> [Instruções de trabalho]: Extraia todas as linhas abaixo que contêm a palavra "water", diferenciando maiúsculas de minúsculas.

> [Registros de dados]:
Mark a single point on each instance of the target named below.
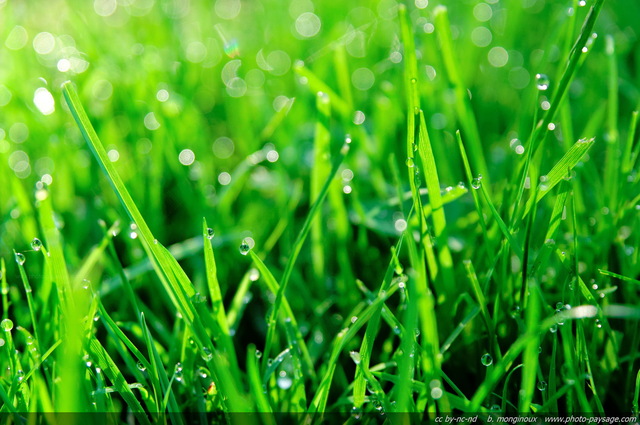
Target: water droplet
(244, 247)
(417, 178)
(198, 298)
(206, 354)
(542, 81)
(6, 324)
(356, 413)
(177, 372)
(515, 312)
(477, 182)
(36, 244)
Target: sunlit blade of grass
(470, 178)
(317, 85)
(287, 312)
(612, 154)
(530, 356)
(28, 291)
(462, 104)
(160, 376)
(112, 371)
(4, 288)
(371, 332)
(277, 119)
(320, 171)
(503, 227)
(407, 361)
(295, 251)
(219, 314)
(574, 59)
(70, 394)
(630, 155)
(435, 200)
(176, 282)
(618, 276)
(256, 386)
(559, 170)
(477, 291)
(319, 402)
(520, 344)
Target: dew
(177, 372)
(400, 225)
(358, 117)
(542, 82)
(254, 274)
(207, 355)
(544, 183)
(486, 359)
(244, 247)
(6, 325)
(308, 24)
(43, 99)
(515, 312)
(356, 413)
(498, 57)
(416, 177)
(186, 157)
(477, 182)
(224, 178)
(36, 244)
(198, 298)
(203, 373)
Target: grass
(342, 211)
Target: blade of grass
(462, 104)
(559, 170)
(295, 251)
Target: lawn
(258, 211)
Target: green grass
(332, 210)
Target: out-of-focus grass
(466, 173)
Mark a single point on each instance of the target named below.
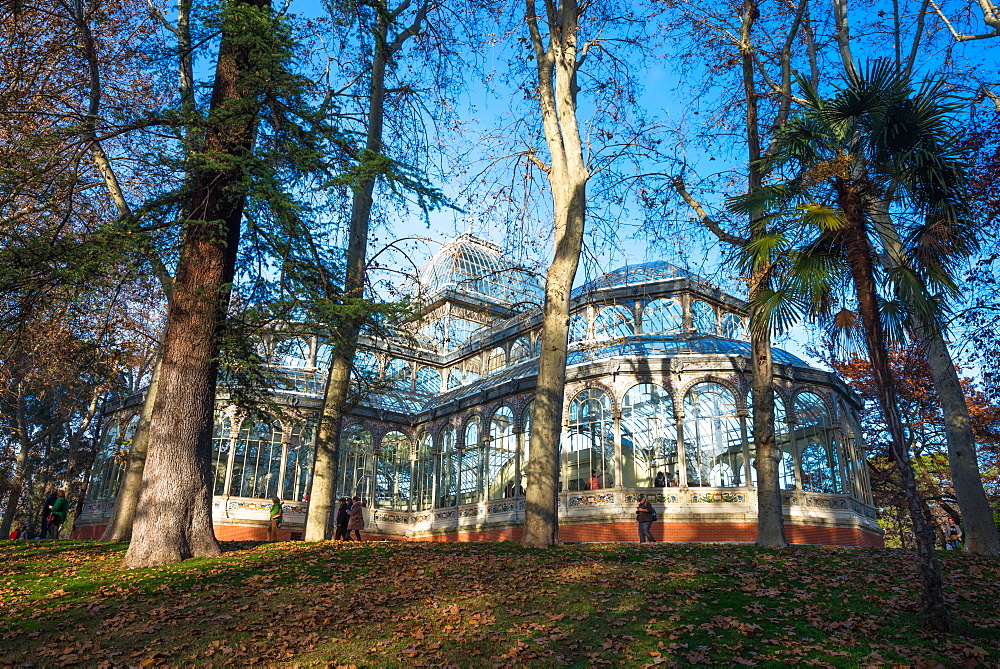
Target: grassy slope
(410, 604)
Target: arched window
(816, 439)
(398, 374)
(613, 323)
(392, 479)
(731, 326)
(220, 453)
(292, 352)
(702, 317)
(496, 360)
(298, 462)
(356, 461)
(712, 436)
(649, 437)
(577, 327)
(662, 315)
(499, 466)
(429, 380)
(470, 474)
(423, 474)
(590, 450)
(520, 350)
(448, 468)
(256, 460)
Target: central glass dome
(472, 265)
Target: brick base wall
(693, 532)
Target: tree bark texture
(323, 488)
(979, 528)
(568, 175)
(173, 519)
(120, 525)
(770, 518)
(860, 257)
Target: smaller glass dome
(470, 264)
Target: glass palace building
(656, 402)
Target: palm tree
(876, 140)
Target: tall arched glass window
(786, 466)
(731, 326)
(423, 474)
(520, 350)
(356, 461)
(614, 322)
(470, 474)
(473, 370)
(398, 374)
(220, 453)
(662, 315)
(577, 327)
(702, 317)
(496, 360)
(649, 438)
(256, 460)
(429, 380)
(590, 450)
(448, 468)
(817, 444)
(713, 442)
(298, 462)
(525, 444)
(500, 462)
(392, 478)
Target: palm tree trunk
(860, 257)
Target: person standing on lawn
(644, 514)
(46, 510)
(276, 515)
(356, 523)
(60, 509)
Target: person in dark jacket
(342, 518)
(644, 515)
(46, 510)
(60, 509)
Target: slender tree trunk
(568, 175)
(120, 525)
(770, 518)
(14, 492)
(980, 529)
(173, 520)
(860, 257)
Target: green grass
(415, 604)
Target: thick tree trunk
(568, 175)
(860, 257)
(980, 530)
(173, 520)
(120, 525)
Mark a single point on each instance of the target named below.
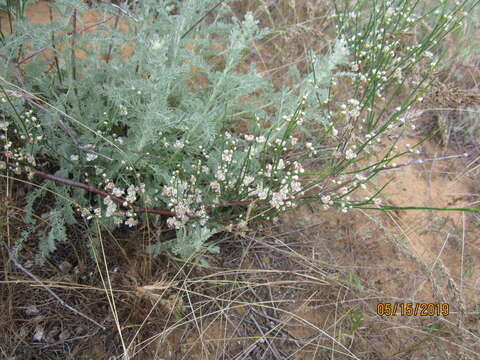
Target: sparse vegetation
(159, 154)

---

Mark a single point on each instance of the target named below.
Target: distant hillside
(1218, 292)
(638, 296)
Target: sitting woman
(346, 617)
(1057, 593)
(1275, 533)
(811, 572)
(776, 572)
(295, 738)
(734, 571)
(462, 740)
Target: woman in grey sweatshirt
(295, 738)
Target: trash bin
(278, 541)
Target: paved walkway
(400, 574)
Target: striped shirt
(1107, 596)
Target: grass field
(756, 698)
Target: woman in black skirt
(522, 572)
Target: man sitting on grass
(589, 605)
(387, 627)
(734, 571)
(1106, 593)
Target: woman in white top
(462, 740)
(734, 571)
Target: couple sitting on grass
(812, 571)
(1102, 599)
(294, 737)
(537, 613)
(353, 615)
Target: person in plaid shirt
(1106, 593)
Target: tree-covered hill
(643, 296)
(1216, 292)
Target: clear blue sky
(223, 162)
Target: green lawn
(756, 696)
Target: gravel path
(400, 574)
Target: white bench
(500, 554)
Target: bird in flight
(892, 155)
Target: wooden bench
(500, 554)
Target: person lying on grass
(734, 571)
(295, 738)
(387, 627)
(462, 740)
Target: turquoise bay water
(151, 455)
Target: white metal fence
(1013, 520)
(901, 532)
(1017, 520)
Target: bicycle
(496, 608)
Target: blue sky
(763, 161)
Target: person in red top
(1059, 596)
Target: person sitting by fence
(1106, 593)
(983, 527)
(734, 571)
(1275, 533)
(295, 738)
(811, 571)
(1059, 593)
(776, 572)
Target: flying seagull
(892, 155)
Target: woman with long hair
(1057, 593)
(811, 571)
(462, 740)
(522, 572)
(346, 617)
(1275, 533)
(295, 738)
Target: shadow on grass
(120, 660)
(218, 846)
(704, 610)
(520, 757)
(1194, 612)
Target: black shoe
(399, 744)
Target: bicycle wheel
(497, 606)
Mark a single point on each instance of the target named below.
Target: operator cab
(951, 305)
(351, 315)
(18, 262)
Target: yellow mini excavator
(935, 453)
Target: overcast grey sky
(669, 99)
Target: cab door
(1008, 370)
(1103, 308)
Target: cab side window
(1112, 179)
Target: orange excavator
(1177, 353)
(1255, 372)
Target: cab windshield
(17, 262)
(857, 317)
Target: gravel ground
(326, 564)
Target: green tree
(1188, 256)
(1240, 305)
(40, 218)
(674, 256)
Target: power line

==

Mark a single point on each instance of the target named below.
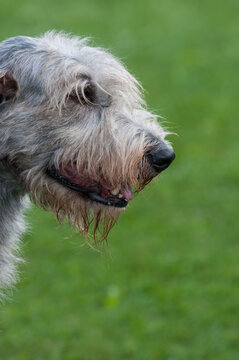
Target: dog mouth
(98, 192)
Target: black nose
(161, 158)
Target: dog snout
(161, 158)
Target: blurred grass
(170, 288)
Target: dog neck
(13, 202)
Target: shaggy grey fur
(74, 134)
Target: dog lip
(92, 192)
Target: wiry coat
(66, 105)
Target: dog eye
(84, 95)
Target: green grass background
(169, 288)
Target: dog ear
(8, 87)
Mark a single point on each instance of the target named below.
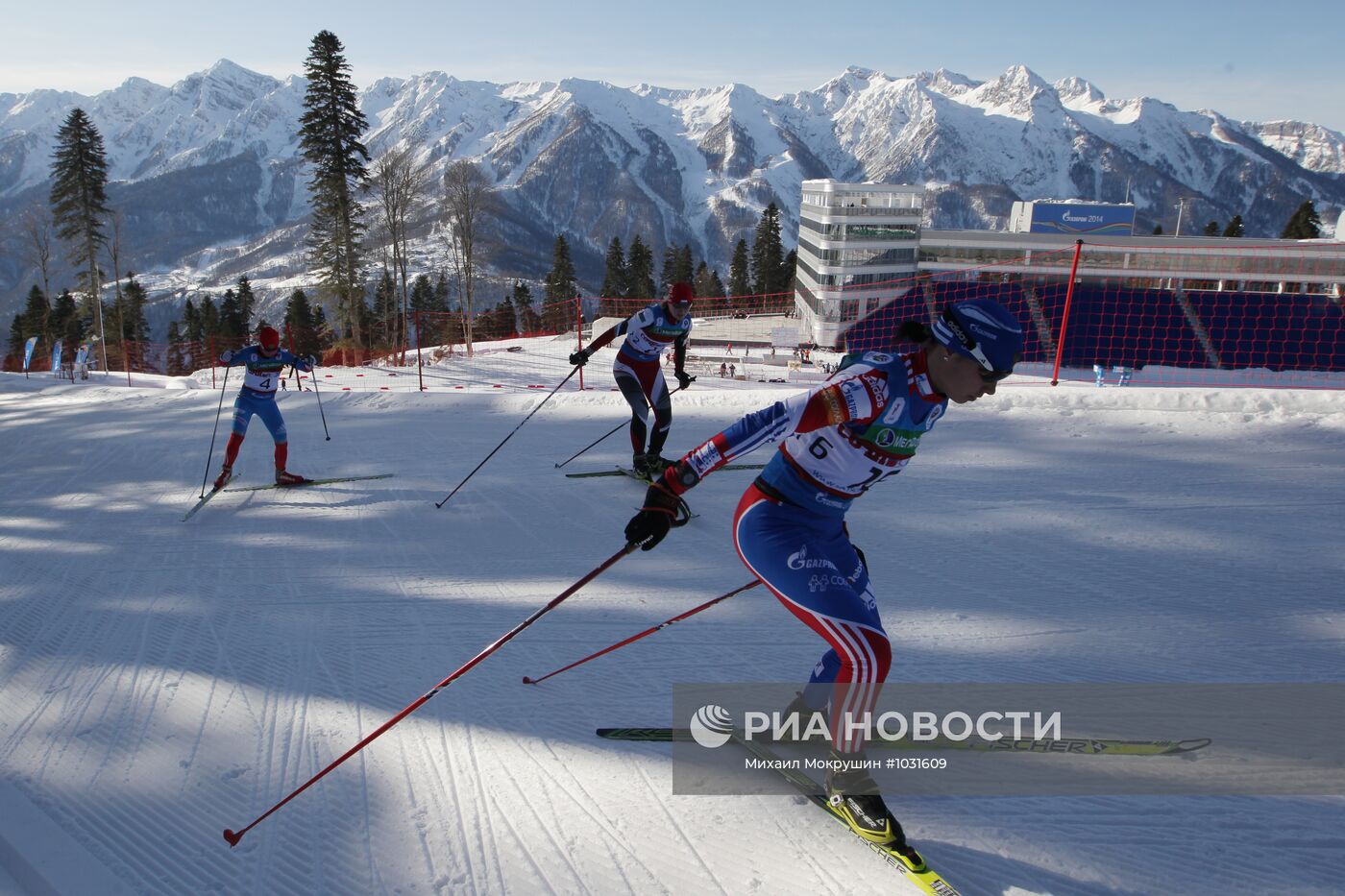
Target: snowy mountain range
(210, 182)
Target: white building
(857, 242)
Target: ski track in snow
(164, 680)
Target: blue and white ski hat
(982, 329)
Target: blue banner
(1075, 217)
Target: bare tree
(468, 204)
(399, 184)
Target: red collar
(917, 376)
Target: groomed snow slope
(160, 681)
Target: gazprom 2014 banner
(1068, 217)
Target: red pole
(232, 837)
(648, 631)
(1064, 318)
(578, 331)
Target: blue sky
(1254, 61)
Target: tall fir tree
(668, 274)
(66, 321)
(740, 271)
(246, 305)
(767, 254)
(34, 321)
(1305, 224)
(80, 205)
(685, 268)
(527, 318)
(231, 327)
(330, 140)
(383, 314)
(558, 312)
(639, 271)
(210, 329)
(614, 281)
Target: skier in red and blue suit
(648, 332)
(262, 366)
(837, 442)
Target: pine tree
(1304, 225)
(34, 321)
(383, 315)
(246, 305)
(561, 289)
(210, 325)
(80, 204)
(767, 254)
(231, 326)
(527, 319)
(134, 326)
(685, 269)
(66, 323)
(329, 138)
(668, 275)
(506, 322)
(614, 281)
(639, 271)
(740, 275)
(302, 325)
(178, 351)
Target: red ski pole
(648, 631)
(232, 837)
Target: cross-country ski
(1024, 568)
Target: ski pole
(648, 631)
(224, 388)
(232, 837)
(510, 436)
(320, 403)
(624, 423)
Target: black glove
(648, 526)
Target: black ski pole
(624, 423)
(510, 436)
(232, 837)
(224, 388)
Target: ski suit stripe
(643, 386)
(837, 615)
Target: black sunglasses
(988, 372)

> [Resposta correta]:
Target: water droplet
Target: turquoise bay water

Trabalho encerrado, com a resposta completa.